Copy out, unchanged, the lines of the items below starting at the line that contains "Please drop a marker on every instance of the handbag" and ending at the line that contains "<point>494,661</point>", with both of those lines included.

[Saved data entries]
------------------------------------
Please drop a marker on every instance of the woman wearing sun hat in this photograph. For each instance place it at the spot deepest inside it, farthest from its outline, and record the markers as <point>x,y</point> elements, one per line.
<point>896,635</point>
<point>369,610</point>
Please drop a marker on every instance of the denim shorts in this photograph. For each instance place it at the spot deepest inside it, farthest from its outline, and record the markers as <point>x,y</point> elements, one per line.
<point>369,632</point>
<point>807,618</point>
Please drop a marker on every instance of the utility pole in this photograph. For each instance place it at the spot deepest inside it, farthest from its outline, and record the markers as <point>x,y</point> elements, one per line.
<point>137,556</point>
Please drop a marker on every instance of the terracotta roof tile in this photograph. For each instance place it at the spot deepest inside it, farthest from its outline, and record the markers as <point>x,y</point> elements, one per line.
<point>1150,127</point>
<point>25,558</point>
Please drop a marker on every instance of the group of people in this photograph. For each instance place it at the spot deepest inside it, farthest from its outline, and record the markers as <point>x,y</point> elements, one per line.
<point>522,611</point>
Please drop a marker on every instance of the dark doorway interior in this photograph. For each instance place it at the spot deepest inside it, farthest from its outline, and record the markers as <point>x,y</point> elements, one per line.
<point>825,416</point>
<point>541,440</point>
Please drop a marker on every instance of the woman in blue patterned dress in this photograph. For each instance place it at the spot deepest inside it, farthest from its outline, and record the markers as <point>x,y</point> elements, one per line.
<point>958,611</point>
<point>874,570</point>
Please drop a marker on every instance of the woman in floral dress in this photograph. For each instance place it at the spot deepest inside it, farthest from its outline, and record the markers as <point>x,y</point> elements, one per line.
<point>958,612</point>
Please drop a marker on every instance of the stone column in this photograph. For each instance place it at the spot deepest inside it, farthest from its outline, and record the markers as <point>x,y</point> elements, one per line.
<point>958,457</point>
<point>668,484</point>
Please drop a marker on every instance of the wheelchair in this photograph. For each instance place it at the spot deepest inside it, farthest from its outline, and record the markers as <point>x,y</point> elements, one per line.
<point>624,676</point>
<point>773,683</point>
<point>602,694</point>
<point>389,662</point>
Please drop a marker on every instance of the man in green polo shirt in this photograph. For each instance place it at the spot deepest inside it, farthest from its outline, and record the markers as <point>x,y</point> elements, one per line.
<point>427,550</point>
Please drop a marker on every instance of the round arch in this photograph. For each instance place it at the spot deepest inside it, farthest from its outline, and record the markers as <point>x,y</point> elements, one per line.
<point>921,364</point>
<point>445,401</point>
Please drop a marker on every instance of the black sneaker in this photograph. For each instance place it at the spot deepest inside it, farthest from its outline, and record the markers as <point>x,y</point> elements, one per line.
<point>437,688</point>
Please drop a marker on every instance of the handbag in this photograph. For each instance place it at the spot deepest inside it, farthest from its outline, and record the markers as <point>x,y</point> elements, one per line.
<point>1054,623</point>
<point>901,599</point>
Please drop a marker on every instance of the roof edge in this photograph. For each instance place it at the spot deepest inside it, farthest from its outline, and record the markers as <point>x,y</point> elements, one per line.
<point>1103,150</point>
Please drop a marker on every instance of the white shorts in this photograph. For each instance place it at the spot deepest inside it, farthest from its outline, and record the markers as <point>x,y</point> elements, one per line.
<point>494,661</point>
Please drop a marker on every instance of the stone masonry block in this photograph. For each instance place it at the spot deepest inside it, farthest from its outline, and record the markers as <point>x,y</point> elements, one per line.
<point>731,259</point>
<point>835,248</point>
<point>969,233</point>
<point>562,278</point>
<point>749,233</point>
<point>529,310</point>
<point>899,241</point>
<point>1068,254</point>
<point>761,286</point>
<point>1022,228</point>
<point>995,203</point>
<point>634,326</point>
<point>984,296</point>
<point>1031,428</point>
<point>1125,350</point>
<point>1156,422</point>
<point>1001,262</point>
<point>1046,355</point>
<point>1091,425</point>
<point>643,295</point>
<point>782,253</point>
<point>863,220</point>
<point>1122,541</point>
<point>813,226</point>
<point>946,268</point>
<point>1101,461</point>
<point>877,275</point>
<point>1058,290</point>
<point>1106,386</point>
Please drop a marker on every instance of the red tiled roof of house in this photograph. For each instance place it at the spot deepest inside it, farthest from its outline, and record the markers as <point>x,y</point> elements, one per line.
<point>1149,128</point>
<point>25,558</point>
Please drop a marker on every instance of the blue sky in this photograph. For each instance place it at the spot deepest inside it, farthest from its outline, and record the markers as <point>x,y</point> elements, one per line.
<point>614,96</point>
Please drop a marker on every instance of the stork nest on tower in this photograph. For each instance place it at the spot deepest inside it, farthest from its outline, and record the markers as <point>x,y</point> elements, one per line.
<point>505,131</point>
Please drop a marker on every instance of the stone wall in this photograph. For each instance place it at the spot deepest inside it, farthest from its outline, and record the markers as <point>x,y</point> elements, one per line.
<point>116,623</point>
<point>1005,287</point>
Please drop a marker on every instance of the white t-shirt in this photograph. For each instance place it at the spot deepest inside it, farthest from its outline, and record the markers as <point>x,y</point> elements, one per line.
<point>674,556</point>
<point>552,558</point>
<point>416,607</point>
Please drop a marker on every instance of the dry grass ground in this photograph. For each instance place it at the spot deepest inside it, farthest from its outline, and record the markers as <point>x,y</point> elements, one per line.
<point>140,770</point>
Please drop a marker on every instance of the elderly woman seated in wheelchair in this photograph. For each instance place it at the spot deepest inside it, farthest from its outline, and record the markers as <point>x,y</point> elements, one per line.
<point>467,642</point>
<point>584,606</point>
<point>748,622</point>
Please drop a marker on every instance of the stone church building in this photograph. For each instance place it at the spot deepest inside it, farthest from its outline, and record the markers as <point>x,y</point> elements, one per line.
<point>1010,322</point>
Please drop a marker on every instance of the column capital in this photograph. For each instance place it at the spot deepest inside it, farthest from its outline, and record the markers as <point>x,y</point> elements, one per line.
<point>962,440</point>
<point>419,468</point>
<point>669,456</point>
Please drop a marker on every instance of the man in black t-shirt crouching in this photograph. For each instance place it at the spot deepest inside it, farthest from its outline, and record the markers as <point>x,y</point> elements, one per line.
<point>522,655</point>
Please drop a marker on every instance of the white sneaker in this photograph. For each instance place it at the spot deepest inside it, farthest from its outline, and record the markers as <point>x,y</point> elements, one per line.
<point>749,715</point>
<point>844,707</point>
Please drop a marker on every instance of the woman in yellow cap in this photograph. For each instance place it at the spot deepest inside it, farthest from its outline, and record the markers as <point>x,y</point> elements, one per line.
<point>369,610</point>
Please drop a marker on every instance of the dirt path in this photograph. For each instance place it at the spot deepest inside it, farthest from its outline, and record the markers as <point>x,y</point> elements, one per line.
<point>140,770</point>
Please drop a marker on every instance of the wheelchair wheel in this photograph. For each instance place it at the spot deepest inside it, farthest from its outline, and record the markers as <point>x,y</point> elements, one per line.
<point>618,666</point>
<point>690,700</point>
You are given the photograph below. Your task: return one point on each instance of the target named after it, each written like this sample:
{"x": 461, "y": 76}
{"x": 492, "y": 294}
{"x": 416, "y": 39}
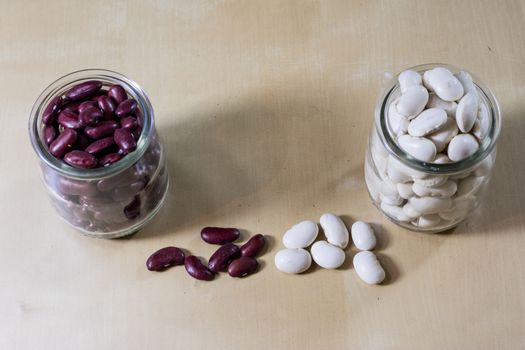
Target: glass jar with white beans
{"x": 432, "y": 147}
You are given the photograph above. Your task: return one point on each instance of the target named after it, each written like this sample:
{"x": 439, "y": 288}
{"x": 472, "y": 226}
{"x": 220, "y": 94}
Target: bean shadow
{"x": 502, "y": 208}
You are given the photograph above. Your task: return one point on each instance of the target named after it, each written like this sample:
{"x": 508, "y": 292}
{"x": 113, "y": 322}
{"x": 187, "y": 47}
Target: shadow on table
{"x": 502, "y": 208}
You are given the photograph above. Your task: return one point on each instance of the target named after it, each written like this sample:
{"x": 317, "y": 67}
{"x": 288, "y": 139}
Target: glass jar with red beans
{"x": 101, "y": 159}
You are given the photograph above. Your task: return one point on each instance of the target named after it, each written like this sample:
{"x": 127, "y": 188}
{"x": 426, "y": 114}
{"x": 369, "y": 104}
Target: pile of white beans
{"x": 438, "y": 118}
{"x": 329, "y": 253}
------------------------------------
# Written response
Please drop a marker on every instance of the handbag in this photograph. For each instance place it at the spot deepest inside it, farthest from its outline, and record the markers as <point>x,y</point> elements, one per line.
<point>1054,623</point>
<point>901,599</point>
Please drop a marker on every instance of the roof edge in this photograph. For each instance place it at the spot deepest inside it, farthest from its outline, and record the markers as <point>x,y</point> elements, one per line.
<point>1103,150</point>
Please drop a marker on every instance of the white shorts in this photograph. For each instance place it at the spot deepest inside it, farthest from its outline, and record the markers as <point>x,y</point> elements, one per line.
<point>494,661</point>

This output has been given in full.